[SOURCE PASSAGE]:
Start of Block
Communicating the Litigation Process to Clients

Personal Injury Lawyer James Iagmin meeting with clients

One of a lawyer’s primary and most important responsibilities is communicating the litigation process to clients. A lawsuit can be complicated and part of a lawyer’s duty is informing clients about what to expect. Your lawyer should tell you what you need to know about the litigation process and guide you through the entire claim until it is resolved.

Hiring a Lawyer

We recommend contacting an experienced lawyer as soon as possible if you were injured as a result of someone else’s wrongdoing. Contact a lawyer with a proven track record and set up a meeting to discuss the facts of your case and learn legal strategies to help you get the results you want.

Insurance companies and defense lawyers recognize the names of proven plaintiffs’ attorneys and pay their clients more than they do the clients of inexperienced or unproven attorneys.

When you hire a lawyer, you will sign a client agreement and the lawyer will begin gathering evidence on your behalf. Your lawyer should arm you with information to protect your legal rights and should begin taking the necessary steps to build your case.

Gathering Evidence

Here are some practical and immediate steps you can take to protect your legal rights if you were injured in an accident:

  • Take photos of the accident and all vehicles involved.
  • Call the police and obtain a police report.
  • Record the ID of all persons involved (including witnesses).
  • Record the insurance information of all vehicles involved.
End of Block
[WHAT YOU HAVE TO DO]:
Rewrite the text on communicating the litigation process to clients, starting at "Personal Injury Lawyer" and ending at "results you want.", with "lawsuit" replaced by "legal case". These rows come from a separate source, unrelated to the text.

[Point localization data]:
Start of Block
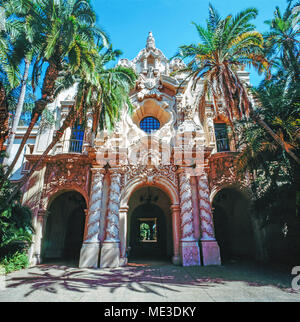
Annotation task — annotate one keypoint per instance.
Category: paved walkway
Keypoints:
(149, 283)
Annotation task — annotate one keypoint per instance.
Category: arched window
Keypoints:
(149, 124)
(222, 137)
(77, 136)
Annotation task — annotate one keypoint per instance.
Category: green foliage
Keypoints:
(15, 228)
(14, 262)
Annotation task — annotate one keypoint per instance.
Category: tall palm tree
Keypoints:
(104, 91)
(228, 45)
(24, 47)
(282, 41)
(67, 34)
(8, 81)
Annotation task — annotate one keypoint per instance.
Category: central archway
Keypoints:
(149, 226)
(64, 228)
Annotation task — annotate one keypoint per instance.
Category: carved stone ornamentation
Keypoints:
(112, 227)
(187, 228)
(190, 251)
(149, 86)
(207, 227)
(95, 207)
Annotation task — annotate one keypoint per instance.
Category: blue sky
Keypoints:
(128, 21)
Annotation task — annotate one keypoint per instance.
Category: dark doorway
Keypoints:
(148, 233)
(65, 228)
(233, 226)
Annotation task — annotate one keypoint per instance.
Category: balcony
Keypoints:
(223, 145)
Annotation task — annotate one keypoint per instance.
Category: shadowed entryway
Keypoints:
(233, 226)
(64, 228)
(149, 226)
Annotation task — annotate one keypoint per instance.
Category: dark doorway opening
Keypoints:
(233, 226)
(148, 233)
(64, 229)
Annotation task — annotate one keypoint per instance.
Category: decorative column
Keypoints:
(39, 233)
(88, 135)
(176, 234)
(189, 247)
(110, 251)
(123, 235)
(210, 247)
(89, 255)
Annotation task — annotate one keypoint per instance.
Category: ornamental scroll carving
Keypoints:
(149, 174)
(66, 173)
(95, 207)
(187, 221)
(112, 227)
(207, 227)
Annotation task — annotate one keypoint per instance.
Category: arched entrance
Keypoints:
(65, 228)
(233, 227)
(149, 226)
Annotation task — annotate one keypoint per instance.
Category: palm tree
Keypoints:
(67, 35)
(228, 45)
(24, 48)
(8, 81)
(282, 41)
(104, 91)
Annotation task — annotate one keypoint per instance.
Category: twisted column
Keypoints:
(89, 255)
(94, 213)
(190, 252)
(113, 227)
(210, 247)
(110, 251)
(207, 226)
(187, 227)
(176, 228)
End of Block
Start of Block
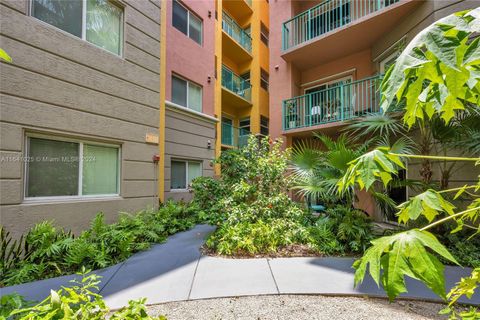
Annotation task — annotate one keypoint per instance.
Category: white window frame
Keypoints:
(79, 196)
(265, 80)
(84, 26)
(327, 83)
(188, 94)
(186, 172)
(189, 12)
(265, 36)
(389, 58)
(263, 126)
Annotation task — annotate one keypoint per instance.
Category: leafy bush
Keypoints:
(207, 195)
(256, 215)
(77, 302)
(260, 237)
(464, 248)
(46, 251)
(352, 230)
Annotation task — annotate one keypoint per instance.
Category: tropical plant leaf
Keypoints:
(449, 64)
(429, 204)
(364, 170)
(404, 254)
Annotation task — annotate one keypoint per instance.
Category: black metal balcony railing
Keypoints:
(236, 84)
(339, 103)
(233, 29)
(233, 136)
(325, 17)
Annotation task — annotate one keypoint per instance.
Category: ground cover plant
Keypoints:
End of Block
Start of Block
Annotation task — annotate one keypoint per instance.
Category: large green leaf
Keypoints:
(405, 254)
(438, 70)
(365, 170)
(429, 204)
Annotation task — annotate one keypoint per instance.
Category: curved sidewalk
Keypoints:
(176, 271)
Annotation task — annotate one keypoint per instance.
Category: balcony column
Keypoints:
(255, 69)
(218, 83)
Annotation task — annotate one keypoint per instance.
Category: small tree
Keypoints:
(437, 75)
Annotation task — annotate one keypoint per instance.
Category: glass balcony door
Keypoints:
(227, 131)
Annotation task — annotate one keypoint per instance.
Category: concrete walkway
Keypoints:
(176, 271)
End of Block
[SOLUTION TO THE PROBLEM]:
Personal Injury Lawyer James Iagmin meeting with clients

One of a lawyer’s primary and most important responsibilities is communicating the litigation process to clients. A legal case can be complicated and part of a lawyer’s duty is informing clients about what to expect. Your lawyer should tell you what you need to know about the litigation process and guide you through the entire claim until it is resolved.

Hiring a Lawyer

We recommend contacting an experienced lawyer as soon as possible if you were injured as a result of someone else’s wrongdoing. Contact a lawyer with a proven track record and set up a meeting to discuss the facts of your case and learn legal strategies to help you get the results you want.